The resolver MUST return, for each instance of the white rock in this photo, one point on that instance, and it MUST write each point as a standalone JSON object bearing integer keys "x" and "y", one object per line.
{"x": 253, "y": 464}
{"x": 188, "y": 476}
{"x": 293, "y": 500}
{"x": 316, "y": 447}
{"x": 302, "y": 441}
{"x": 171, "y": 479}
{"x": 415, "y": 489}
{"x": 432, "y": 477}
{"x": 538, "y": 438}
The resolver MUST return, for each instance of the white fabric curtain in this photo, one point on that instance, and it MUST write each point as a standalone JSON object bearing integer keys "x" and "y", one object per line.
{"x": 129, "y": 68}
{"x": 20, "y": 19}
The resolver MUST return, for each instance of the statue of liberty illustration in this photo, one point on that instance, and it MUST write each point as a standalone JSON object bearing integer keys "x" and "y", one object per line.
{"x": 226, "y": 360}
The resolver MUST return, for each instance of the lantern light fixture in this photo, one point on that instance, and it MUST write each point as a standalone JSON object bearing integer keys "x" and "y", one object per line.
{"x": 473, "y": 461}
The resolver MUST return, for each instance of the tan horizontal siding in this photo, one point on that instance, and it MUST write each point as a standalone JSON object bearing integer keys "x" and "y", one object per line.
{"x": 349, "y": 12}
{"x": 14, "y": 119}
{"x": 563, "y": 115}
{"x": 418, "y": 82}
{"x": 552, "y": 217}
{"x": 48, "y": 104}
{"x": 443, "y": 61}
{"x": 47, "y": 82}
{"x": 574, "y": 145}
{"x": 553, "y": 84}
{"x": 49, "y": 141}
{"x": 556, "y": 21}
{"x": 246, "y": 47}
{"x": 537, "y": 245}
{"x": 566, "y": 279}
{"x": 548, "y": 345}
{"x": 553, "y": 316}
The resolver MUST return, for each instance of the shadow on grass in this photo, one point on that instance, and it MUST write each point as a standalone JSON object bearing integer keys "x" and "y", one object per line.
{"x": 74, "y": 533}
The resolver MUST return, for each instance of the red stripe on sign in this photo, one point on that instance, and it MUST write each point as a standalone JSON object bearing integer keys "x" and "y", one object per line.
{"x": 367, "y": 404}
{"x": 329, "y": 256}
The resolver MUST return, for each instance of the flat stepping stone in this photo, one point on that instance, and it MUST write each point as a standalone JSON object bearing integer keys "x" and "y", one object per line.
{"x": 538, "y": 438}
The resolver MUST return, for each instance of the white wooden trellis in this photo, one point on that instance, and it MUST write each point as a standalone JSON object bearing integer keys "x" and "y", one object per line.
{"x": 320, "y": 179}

§

* **To be done**
Reproduce the lines from the one containing "The resolver MUST return, for each instance of the red" through the end of the records, both included and with every request kept. Scale each x and y coordinate in the answers by 0.35 and round to the nearest whole number, rounding halves up.

* **Full response**
The resolver MUST return, for each instance of the red stripe on sign in this photo, one point on that instance, and it MUST write each point as a standalone JSON object bearing integer keys "x" and "y", one object per line.
{"x": 128, "y": 141}
{"x": 115, "y": 90}
The resolver MUST return, for each instance of the flat stepping stone in this photo, one point on that instance, and it MUST write each point as a standalone JSON object bearing integer keys "x" and "y", one object per line.
{"x": 188, "y": 153}
The resolver MUST return, for each instance of the white wooden trellis in this photo, one point on that instance, and it MUST write each point as a standalone JSON object bearing integer keys "x" and "y", one object per line.
{"x": 112, "y": 63}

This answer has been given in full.